### EXERCISE
From the line with "segment --target large" through the last of the lines, swap "Photo" for "Image" and copy those lines otherwise unchanged, leaving the pictures out of your answer.

Data items:

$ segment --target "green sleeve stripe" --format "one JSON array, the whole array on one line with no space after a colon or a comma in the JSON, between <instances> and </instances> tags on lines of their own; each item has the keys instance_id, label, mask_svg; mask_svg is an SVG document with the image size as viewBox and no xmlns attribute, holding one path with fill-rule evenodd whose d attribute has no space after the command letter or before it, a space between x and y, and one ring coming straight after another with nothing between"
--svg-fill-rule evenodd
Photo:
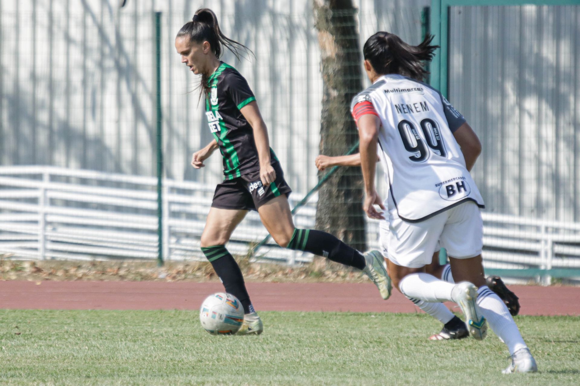
<instances>
[{"instance_id":1,"label":"green sleeve stripe","mask_svg":"<svg viewBox=\"0 0 580 386\"><path fill-rule=\"evenodd\" d=\"M304 232L304 240L302 240L302 248L300 248L302 251L304 251L304 248L306 248L306 241L308 241L308 234L310 233L310 230L307 229L306 231Z\"/></svg>"},{"instance_id":2,"label":"green sleeve stripe","mask_svg":"<svg viewBox=\"0 0 580 386\"><path fill-rule=\"evenodd\" d=\"M238 109L240 110L240 109L241 109L242 107L244 107L244 106L245 106L246 105L247 105L250 102L253 102L255 100L256 100L256 97L250 97L249 98L248 98L248 99L246 99L246 100L244 101L243 102L242 102L241 103L240 103L239 105L238 105Z\"/></svg>"},{"instance_id":3,"label":"green sleeve stripe","mask_svg":"<svg viewBox=\"0 0 580 386\"><path fill-rule=\"evenodd\" d=\"M270 184L270 189L272 189L272 193L274 193L274 197L278 197L280 195L280 191L278 190L278 187L276 186L276 184L274 182L272 182Z\"/></svg>"}]
</instances>

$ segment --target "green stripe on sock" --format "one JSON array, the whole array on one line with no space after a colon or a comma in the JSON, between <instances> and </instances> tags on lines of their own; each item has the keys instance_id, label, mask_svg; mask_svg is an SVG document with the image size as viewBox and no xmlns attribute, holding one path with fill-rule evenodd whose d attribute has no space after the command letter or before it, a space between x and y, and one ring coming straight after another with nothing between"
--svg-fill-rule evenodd
<instances>
[{"instance_id":1,"label":"green stripe on sock","mask_svg":"<svg viewBox=\"0 0 580 386\"><path fill-rule=\"evenodd\" d=\"M270 189L272 189L272 193L274 193L274 197L278 197L280 195L280 191L278 190L278 187L276 186L276 184L272 182L270 184Z\"/></svg>"},{"instance_id":2,"label":"green stripe on sock","mask_svg":"<svg viewBox=\"0 0 580 386\"><path fill-rule=\"evenodd\" d=\"M224 250L225 250L225 248L220 248L219 249L208 251L204 252L204 255L205 255L206 258L207 258L209 259L209 258L213 257L214 256L215 256L216 255L217 255L218 253L223 253Z\"/></svg>"},{"instance_id":3,"label":"green stripe on sock","mask_svg":"<svg viewBox=\"0 0 580 386\"><path fill-rule=\"evenodd\" d=\"M304 232L304 240L302 241L302 248L300 248L302 251L304 251L304 248L306 248L306 241L308 240L308 234L310 231L310 229L307 229L306 231Z\"/></svg>"},{"instance_id":4,"label":"green stripe on sock","mask_svg":"<svg viewBox=\"0 0 580 386\"><path fill-rule=\"evenodd\" d=\"M290 238L290 242L289 242L288 245L286 246L287 248L289 249L294 249L294 244L296 244L296 234L298 231L298 230L294 228L294 231L292 232L292 237Z\"/></svg>"},{"instance_id":5,"label":"green stripe on sock","mask_svg":"<svg viewBox=\"0 0 580 386\"><path fill-rule=\"evenodd\" d=\"M223 253L220 254L218 256L213 256L213 258L211 258L211 259L208 259L208 261L210 263L211 263L214 260L217 260L220 258L223 258L223 256L226 256L226 255L228 255L229 253L230 252L229 252L227 251L226 251L226 252L223 252Z\"/></svg>"},{"instance_id":6,"label":"green stripe on sock","mask_svg":"<svg viewBox=\"0 0 580 386\"><path fill-rule=\"evenodd\" d=\"M296 249L300 250L300 243L302 241L302 236L304 235L304 230L302 229L298 230L298 238L296 239Z\"/></svg>"},{"instance_id":7,"label":"green stripe on sock","mask_svg":"<svg viewBox=\"0 0 580 386\"><path fill-rule=\"evenodd\" d=\"M204 253L205 258L210 262L223 258L230 252L226 249L224 245L213 245L212 247L202 247L201 252Z\"/></svg>"}]
</instances>

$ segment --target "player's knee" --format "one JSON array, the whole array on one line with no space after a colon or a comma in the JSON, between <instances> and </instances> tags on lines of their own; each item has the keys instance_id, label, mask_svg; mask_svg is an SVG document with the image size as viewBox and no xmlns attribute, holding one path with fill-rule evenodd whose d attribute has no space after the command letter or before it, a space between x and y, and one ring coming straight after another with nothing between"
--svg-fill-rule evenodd
<instances>
[{"instance_id":1,"label":"player's knee","mask_svg":"<svg viewBox=\"0 0 580 386\"><path fill-rule=\"evenodd\" d=\"M292 233L288 234L287 233L281 233L278 234L273 234L272 238L276 242L277 244L282 248L286 248L290 244L290 240L292 239Z\"/></svg>"},{"instance_id":2,"label":"player's knee","mask_svg":"<svg viewBox=\"0 0 580 386\"><path fill-rule=\"evenodd\" d=\"M223 245L226 242L227 242L227 240L225 237L208 236L206 234L202 234L201 238L200 239L200 246L202 248L213 247L214 245Z\"/></svg>"}]
</instances>

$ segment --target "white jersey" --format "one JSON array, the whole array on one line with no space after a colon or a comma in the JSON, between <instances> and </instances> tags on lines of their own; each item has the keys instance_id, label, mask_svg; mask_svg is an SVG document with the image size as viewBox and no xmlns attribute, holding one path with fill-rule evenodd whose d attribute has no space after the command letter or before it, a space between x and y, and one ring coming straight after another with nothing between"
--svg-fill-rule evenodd
<instances>
[{"instance_id":1,"label":"white jersey","mask_svg":"<svg viewBox=\"0 0 580 386\"><path fill-rule=\"evenodd\" d=\"M380 119L378 152L390 205L401 219L423 221L469 200L485 207L453 136L465 119L439 91L383 75L354 97L351 109L356 120L369 113Z\"/></svg>"}]
</instances>

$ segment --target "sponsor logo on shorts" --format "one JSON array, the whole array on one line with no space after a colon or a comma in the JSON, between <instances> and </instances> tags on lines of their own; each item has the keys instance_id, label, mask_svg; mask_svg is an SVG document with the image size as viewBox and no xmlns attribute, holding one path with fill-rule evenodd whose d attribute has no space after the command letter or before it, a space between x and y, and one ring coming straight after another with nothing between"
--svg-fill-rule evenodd
<instances>
[{"instance_id":1,"label":"sponsor logo on shorts","mask_svg":"<svg viewBox=\"0 0 580 386\"><path fill-rule=\"evenodd\" d=\"M249 185L248 186L248 189L252 193L254 190L258 190L258 194L259 196L263 196L266 192L264 191L264 186L262 185L262 181L256 181L255 182L250 182Z\"/></svg>"},{"instance_id":2,"label":"sponsor logo on shorts","mask_svg":"<svg viewBox=\"0 0 580 386\"><path fill-rule=\"evenodd\" d=\"M470 193L471 188L469 187L469 184L465 180L441 185L439 188L439 196L447 201L457 201L465 198Z\"/></svg>"}]
</instances>

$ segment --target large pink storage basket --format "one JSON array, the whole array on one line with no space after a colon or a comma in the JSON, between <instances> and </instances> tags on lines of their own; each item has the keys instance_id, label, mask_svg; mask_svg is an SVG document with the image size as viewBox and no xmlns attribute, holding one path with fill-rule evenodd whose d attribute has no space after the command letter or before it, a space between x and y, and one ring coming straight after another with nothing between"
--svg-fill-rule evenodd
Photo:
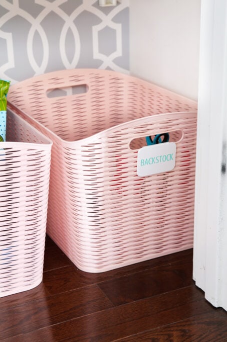
<instances>
[{"instance_id":1,"label":"large pink storage basket","mask_svg":"<svg viewBox=\"0 0 227 342\"><path fill-rule=\"evenodd\" d=\"M43 279L52 141L11 111L0 143L0 297Z\"/></svg>"},{"instance_id":2,"label":"large pink storage basket","mask_svg":"<svg viewBox=\"0 0 227 342\"><path fill-rule=\"evenodd\" d=\"M53 142L47 233L78 268L105 271L192 246L196 103L93 69L33 77L8 99ZM138 177L144 137L166 132L175 168Z\"/></svg>"}]
</instances>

### CORRECT RESULT
$ segment --target large pink storage basket --format "one JSON array, the whole array on one line with no space after a colon or a comma in the JSON, between <instances> and </instances> tags on lines of their own; each item has the keys instance_id, label, mask_svg; mask_svg is an SVG document with the image size as viewBox and no xmlns attribute, holding one path with fill-rule evenodd whose d attribute has no space after the command letter or before it, a space between x and y, and one ring coming straight after another with nothing between"
--svg-fill-rule evenodd
Image:
<instances>
[{"instance_id":1,"label":"large pink storage basket","mask_svg":"<svg viewBox=\"0 0 227 342\"><path fill-rule=\"evenodd\" d=\"M43 279L52 141L11 111L0 143L0 297Z\"/></svg>"},{"instance_id":2,"label":"large pink storage basket","mask_svg":"<svg viewBox=\"0 0 227 342\"><path fill-rule=\"evenodd\" d=\"M53 142L47 233L78 268L105 271L192 246L196 103L93 69L33 77L8 99ZM138 177L144 137L166 132L175 168Z\"/></svg>"}]
</instances>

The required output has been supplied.